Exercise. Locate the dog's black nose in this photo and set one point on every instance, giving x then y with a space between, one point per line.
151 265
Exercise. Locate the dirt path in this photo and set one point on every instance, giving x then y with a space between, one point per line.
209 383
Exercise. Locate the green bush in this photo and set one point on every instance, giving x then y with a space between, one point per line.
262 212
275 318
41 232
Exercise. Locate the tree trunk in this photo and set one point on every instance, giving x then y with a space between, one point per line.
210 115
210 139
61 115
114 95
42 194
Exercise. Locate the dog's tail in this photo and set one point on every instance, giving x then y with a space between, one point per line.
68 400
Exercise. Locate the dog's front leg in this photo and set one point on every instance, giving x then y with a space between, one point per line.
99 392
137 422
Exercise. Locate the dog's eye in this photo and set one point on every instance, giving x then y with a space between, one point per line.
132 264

──────────

§ **Exercise objective**
Can you rewrite all of the material above with "Locate" changed to "Find" and nothing else altered?

§ **Finished task**
Exercise. Find the dog's black nose in this photo and set one point on every instance, giving x then y with a space between, one point per line.
151 265
Exercise. Find the dirt path in this photo and set one point on every instance, giving x then y with a space between, one point per line.
209 383
Exercise. Find the green bush in this photo and set one point on every instance, giving x then y with a space between, one point per line.
262 212
275 318
41 232
Exercise. Find the tree trunk in this photo and set one point on every instance, giving x then y with a space between, one point per line.
210 115
210 139
61 115
114 95
42 194
Exercise. Find the dog's tail in this photo and set one point on every instance, giving x then y with a space between, one point per line.
68 400
Exercise. Find the dog's front leg in this photo and set one point on every instance, giving x then y with a space between, one point per line.
99 392
137 422
Exercise. Find the dog's eye in this photo and set one point on every instance, giving x then y with a space between, one point per line.
132 264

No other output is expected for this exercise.